══ Data in this exercise

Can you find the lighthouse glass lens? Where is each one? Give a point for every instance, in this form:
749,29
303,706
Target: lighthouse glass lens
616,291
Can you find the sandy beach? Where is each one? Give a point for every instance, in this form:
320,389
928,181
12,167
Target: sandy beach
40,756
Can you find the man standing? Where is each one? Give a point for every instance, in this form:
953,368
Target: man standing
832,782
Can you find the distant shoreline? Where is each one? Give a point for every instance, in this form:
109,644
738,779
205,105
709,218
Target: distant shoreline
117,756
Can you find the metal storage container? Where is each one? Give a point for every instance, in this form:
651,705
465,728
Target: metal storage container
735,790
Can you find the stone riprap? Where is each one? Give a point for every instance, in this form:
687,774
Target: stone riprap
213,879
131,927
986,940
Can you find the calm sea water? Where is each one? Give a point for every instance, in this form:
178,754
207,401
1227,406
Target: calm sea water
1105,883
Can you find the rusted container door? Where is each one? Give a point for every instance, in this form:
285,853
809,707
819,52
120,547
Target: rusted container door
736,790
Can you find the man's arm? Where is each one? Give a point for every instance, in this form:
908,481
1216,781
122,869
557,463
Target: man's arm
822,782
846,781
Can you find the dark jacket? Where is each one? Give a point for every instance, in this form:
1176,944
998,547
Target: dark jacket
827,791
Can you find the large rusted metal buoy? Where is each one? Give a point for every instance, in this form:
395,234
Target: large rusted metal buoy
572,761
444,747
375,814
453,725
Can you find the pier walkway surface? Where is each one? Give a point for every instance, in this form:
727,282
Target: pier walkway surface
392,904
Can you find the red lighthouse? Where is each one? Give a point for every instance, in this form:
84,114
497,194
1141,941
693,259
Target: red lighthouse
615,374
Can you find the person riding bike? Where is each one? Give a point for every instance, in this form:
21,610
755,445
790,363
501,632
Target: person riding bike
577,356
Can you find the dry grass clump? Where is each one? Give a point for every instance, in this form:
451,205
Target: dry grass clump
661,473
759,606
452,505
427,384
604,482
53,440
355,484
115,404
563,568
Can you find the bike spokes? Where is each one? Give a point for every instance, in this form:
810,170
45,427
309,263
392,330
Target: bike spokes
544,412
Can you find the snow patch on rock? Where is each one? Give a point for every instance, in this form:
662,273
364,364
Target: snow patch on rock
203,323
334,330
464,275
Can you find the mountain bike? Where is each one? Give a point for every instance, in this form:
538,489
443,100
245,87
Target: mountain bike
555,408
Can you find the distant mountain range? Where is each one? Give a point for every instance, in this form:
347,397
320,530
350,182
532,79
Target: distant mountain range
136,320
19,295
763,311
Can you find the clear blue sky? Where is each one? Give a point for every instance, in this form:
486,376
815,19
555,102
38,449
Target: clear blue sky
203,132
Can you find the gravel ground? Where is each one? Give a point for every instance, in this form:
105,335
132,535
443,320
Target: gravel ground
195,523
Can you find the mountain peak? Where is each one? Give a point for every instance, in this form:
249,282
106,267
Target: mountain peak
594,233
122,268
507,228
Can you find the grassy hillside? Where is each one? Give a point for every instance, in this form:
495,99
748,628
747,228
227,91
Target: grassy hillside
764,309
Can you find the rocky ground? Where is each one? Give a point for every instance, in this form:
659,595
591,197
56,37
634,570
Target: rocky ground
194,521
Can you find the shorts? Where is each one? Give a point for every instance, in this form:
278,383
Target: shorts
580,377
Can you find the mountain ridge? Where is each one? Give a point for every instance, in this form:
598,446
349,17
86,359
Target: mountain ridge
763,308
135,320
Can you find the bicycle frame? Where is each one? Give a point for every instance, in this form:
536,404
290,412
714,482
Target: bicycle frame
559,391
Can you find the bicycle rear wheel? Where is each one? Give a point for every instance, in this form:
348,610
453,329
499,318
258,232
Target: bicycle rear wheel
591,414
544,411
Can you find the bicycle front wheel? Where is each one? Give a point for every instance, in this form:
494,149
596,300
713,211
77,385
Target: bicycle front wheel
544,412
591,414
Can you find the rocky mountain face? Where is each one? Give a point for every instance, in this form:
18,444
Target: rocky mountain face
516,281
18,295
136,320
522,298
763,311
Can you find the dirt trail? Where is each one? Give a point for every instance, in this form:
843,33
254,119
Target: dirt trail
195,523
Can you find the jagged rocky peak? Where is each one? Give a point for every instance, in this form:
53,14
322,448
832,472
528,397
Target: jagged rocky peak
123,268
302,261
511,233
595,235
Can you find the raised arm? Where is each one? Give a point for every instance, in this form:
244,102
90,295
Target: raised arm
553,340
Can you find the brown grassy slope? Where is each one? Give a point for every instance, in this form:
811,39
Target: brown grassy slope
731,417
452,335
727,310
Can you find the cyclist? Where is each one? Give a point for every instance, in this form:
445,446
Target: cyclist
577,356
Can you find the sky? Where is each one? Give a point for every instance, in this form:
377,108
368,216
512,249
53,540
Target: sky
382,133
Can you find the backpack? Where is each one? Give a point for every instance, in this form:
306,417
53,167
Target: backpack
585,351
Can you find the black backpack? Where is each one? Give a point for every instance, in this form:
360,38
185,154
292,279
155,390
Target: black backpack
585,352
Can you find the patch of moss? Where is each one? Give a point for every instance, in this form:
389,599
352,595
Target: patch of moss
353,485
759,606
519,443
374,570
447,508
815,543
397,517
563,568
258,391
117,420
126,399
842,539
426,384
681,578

════

The problem — Write out, word for word, every line of the items above from the line containing "Can you find the brown" through the last line of the items, and nothing else.

The response —
Can you find the brown grassy slope? Where is each one? Give a point for every instance, in this form:
811,39
Target: brown grassy slope
731,417
452,335
727,310
Can you find the cyclist? Where is each one? Give a point for every instance, in this form:
445,446
Target: cyclist
577,356
Can you find the sky? Where is each one? Give a point for every instance, in this form:
377,108
368,216
512,249
53,540
Target: sky
382,133
Can you find the backpack? Where is each one? Give a point for every instance, in this form:
306,417
53,167
Target: backpack
585,351
Can you find the black backpack? Where is each one? Give a point for every instance, in this form:
360,38
185,154
292,279
155,390
Target: black backpack
585,352
Can you find the patch of moss? Where is each one? Give a point for every instance, in this form:
389,599
352,595
Target: patch of moss
353,485
759,606
519,443
374,570
447,508
815,543
397,517
563,568
258,391
117,420
126,399
842,539
426,384
681,578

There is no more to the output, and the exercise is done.